Supplied material
+++
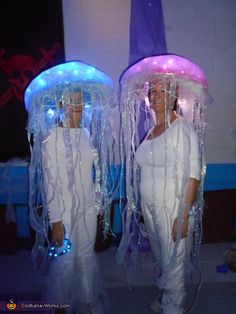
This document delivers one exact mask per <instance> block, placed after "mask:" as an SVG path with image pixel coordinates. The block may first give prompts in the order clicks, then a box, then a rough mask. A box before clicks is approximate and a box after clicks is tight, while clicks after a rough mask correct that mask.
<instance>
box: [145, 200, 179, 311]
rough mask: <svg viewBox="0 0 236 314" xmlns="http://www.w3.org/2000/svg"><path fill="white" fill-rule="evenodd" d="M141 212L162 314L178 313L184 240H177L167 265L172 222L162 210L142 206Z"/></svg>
mask: <svg viewBox="0 0 236 314" xmlns="http://www.w3.org/2000/svg"><path fill="white" fill-rule="evenodd" d="M142 211H143V215H144V221H145V226H146V229H147V232H148V235H149V241H150V245H151V250H152V254H153V258H154V262H155V264H156V268H157V285H158V286H159V288H160V289H163V295H162V299H161V304H162V308H163V313H165V314H182V313H183V303H184V298H185V287H184V260H185V240H184V239H182V240H181V241H180V243H179V245H178V248H177V255H176V258H175V260H174V263H173V262H171V257H172V256H173V252H174V249H175V243H174V242H173V240H172V235H171V231H172V226H173V222H174V221H173V220H172V219H171V218H170V216H169V215H168V211H167V212H165V211H164V210H163V208H160V209H156V208H152V207H151V206H148V205H147V204H144V203H143V204H142Z"/></svg>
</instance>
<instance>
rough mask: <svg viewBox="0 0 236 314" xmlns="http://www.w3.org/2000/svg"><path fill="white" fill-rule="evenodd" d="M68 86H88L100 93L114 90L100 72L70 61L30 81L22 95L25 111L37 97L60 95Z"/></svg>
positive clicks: (79, 86)
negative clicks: (106, 91) (25, 108)
mask: <svg viewBox="0 0 236 314" xmlns="http://www.w3.org/2000/svg"><path fill="white" fill-rule="evenodd" d="M68 84H72V85H73V86H74V87H78V88H83V87H84V86H87V87H88V86H89V87H90V88H92V89H96V90H98V91H100V92H101V93H103V92H105V91H106V90H107V89H108V90H110V89H113V88H114V85H113V81H112V79H111V78H110V77H109V76H108V75H106V74H105V73H103V72H102V71H100V70H98V69H96V68H95V67H93V66H90V65H88V64H86V63H84V62H81V61H70V62H66V63H63V64H59V65H56V66H54V67H52V68H50V69H48V70H46V71H43V72H41V73H40V74H39V75H38V76H37V77H36V78H34V79H33V80H32V81H31V83H30V84H29V85H28V87H27V88H26V90H25V95H24V100H25V108H26V110H27V111H29V110H30V107H31V106H33V105H35V102H34V99H35V98H37V97H38V96H39V95H42V94H45V93H46V94H50V93H57V94H58V93H59V94H60V93H61V92H62V91H63V89H64V88H66V87H67V86H68Z"/></svg>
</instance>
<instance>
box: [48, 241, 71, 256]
mask: <svg viewBox="0 0 236 314" xmlns="http://www.w3.org/2000/svg"><path fill="white" fill-rule="evenodd" d="M70 250H71V242H70V240H69V239H64V245H63V246H62V247H59V246H57V245H52V246H50V248H49V252H48V255H49V256H50V257H58V256H61V255H64V254H66V253H68V252H70Z"/></svg>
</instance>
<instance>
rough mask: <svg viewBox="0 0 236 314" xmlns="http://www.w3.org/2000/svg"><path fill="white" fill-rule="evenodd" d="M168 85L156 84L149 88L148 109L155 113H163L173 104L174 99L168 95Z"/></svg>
mask: <svg viewBox="0 0 236 314" xmlns="http://www.w3.org/2000/svg"><path fill="white" fill-rule="evenodd" d="M169 90H170V84H169V83H167V84H164V83H163V82H157V83H156V84H155V85H154V86H152V87H151V88H150V97H149V101H150V107H151V108H152V109H153V110H154V111H155V112H156V113H164V112H165V110H166V109H167V108H169V107H171V105H173V104H174V101H175V97H173V96H171V95H170V93H169Z"/></svg>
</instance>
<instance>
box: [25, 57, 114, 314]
mask: <svg viewBox="0 0 236 314" xmlns="http://www.w3.org/2000/svg"><path fill="white" fill-rule="evenodd" d="M76 95H77V96H76ZM112 103H113V81H112V80H111V79H110V77H109V76H107V75H106V74H105V73H103V72H101V71H100V70H98V69H96V68H94V67H92V66H90V65H88V64H86V63H83V62H80V61H71V62H66V63H64V64H60V65H57V66H54V67H52V68H50V69H48V70H46V71H44V72H42V73H41V74H39V75H38V76H37V77H36V78H35V79H34V80H33V81H32V82H31V83H30V84H29V86H28V87H27V89H26V91H25V105H26V109H27V111H28V125H27V130H28V137H29V142H30V144H31V162H30V167H29V174H30V191H29V208H30V214H29V215H30V222H31V226H32V228H33V229H34V230H35V231H36V232H35V233H36V241H35V244H34V247H33V249H32V258H33V262H34V265H35V270H36V272H37V273H38V274H39V278H40V280H41V282H42V284H43V285H44V296H43V298H44V301H48V302H56V303H57V304H62V303H63V304H69V305H70V308H69V310H68V309H67V312H69V313H77V312H79V313H83V311H84V313H87V311H88V309H87V307H88V304H89V305H90V306H91V312H92V313H104V311H105V309H104V294H103V289H102V283H101V278H100V276H101V274H100V271H99V266H98V261H97V259H96V254H95V253H94V243H95V238H96V229H97V215H98V214H102V215H103V216H104V233H105V234H107V233H108V232H109V229H110V213H109V211H110V204H111V195H110V194H109V193H110V191H111V186H110V187H109V189H108V184H107V177H108V176H109V175H108V172H109V165H110V164H111V163H112V150H111V147H112V144H113V143H112V141H111V138H110V136H109V134H110V129H109V122H108V120H109V119H108V118H109V111H110V109H111V107H112ZM81 105H82V107H83V109H82V116H81V118H80V125H79V126H75V127H70V119H72V121H73V120H74V122H76V116H75V115H76V114H75V111H76V110H77V109H76V108H79V106H81ZM68 106H70V107H71V106H72V107H73V108H75V109H74V113H73V115H74V116H73V117H72V118H71V117H69V113H68V112H69V111H68V110H67V109H68ZM58 221H61V222H62V224H63V226H64V234H65V239H66V241H65V245H64V246H62V247H61V248H57V250H53V251H52V249H54V248H55V247H53V246H52V244H51V243H50V230H51V228H50V226H52V224H53V223H56V222H58ZM68 243H69V244H68ZM50 253H51V254H50ZM50 255H52V256H50Z"/></svg>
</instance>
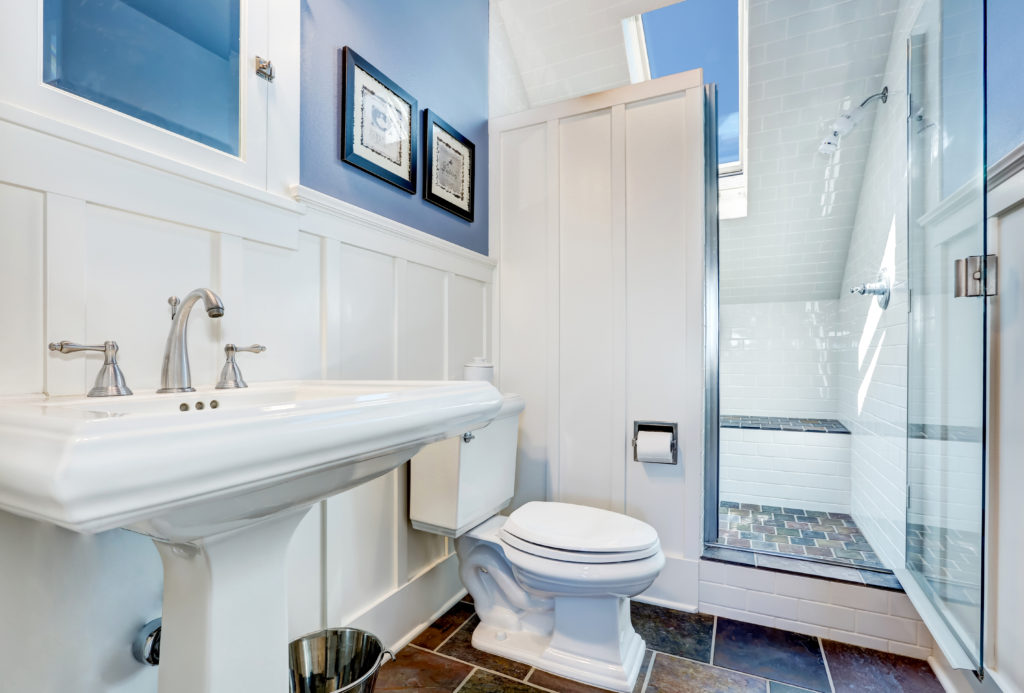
+++
Without the pictures, copy out each entry exactly as it stands.

Exercise result
This document delivers one exact mask per <instance> block, placed after "mask:" as an SVG path with image pixel coordinates. The block may first give prompts in the order clicks, then a box, then a rough mask. A box before clicks is approximate and a box after clicks is tight, while clicks after a rough mask correct that mask.
<instance>
box: [145, 200, 179, 311]
rough mask: <svg viewBox="0 0 236 314" xmlns="http://www.w3.org/2000/svg"><path fill="white" fill-rule="evenodd" d="M141 212L162 314L178 313L184 240H177L167 265L172 222L162 210L142 206Z"/></svg>
mask: <svg viewBox="0 0 236 314" xmlns="http://www.w3.org/2000/svg"><path fill="white" fill-rule="evenodd" d="M142 211H143V215H144V221H145V226H146V229H147V232H148V235H149V241H150V245H151V250H152V254H153V258H154V262H155V264H156V268H157V285H158V286H159V288H160V289H163V295H162V299H161V304H162V308H163V313H165V314H182V313H183V303H184V298H185V287H184V260H185V240H184V239H182V240H181V241H180V243H179V245H178V248H177V255H176V258H175V260H174V263H173V262H171V257H172V256H173V252H174V249H175V243H174V242H173V240H172V235H171V231H172V226H173V222H174V221H173V220H172V219H171V218H170V216H169V215H168V211H167V212H165V211H164V210H163V208H160V209H156V208H152V207H151V206H148V205H147V204H144V203H143V204H142Z"/></svg>
</instance>
<instance>
rough mask: <svg viewBox="0 0 236 314" xmlns="http://www.w3.org/2000/svg"><path fill="white" fill-rule="evenodd" d="M68 86H88L100 93L114 90L100 72L70 61L30 81L22 95L25 111L37 97L60 95Z"/></svg>
positive clicks: (79, 86)
negative clicks: (106, 91) (25, 108)
mask: <svg viewBox="0 0 236 314" xmlns="http://www.w3.org/2000/svg"><path fill="white" fill-rule="evenodd" d="M68 84H72V85H73V86H74V87H78V88H83V87H84V86H87V87H88V86H89V87H90V88H92V89H96V90H98V91H100V92H101V93H103V92H105V91H106V90H107V89H108V90H110V89H113V88H114V85H113V81H112V79H111V78H110V77H109V76H108V75H106V74H105V73H103V72H102V71H100V70H98V69H96V68H95V67H93V66H90V65H88V64H86V63H84V62H81V61H70V62H66V63H63V64H59V65H56V66H54V67H52V68H50V69H48V70H46V71H43V72H41V73H40V74H39V75H38V76H37V77H36V78H34V79H33V80H32V81H31V83H30V84H29V85H28V87H27V88H26V90H25V95H24V100H25V108H26V110H27V111H29V110H30V107H31V106H33V105H35V102H34V99H35V98H37V97H38V96H39V95H42V94H45V93H46V94H50V93H57V94H58V93H59V94H60V93H61V92H62V91H63V89H64V88H66V87H67V86H68Z"/></svg>
</instance>
<instance>
box: [48, 241, 71, 256]
mask: <svg viewBox="0 0 236 314" xmlns="http://www.w3.org/2000/svg"><path fill="white" fill-rule="evenodd" d="M70 250H71V242H70V240H69V239H64V245H63V246H62V247H59V246H57V245H52V246H50V248H49V252H48V255H49V256H50V257H58V256H61V255H64V254H66V253H68V252H70Z"/></svg>
</instance>
<instance>
rough mask: <svg viewBox="0 0 236 314" xmlns="http://www.w3.org/2000/svg"><path fill="white" fill-rule="evenodd" d="M168 85L156 84L149 88L148 109L155 113H163L173 104L174 99L168 95Z"/></svg>
mask: <svg viewBox="0 0 236 314" xmlns="http://www.w3.org/2000/svg"><path fill="white" fill-rule="evenodd" d="M169 90H170V84H169V83H167V84H164V83H163V82H157V83H156V84H155V85H154V86H152V87H151V88H150V97H149V101H150V107H151V108H152V109H153V110H154V111H155V112H156V113H164V112H165V110H166V109H167V108H169V107H171V105H173V104H174V101H175V97H173V96H171V95H170V93H169Z"/></svg>
</instance>
<instance>
box: [25, 57, 114, 314]
mask: <svg viewBox="0 0 236 314" xmlns="http://www.w3.org/2000/svg"><path fill="white" fill-rule="evenodd" d="M76 95H77V96H76ZM112 103H113V81H112V80H111V79H110V77H109V76H107V75H106V74H105V73H103V72H101V71H100V70H98V69H96V68H94V67H92V66H90V65H88V64H86V63H83V62H80V61H71V62H66V63H64V64H60V65H57V66H54V67H52V68H50V69H48V70H46V71H44V72H42V73H41V74H39V75H38V76H37V77H36V78H35V79H34V80H33V81H32V82H31V83H30V84H29V86H28V87H27V89H26V91H25V105H26V109H27V111H28V125H27V130H28V137H29V142H30V144H31V162H30V167H29V174H30V191H29V208H30V214H29V215H30V222H31V226H32V228H33V229H34V230H35V231H36V232H35V233H36V241H35V244H34V247H33V249H32V258H33V262H34V265H35V270H36V272H37V273H38V274H39V278H40V280H41V282H42V284H43V285H44V296H43V298H44V301H48V302H56V303H57V304H62V303H63V304H69V305H70V308H69V310H68V309H67V312H69V313H77V312H79V313H83V311H84V313H87V311H88V309H87V307H88V304H89V305H90V306H91V312H92V313H104V311H105V309H104V294H103V289H102V283H101V278H100V276H101V274H100V271H99V266H98V261H97V259H96V254H95V253H94V243H95V238H96V229H97V215H98V214H102V215H103V216H104V233H105V234H107V233H108V232H109V229H110V213H109V211H110V204H111V195H110V194H109V193H110V191H111V186H110V187H109V189H108V184H107V177H108V176H109V175H108V172H109V165H110V164H111V163H112V150H111V147H112V144H113V143H112V141H111V138H110V136H109V134H110V129H109V122H108V120H109V119H108V118H109V111H110V109H111V107H112ZM81 105H82V107H83V109H82V116H81V118H80V125H79V126H75V127H70V119H72V121H73V120H74V122H76V116H75V115H76V114H75V111H76V110H77V109H76V108H79V106H81ZM68 106H70V107H71V106H72V107H73V108H75V109H74V113H73V115H74V116H73V117H72V118H71V117H69V113H68V112H69V111H68V110H67V109H68ZM58 221H61V222H62V224H63V226H64V234H65V239H66V241H65V245H64V246H62V247H61V248H57V250H53V251H52V249H54V248H55V247H53V246H52V244H51V243H50V230H51V228H50V226H52V224H53V223H56V222H58ZM68 243H69V244H68ZM50 253H51V254H50ZM50 255H52V256H50Z"/></svg>
</instance>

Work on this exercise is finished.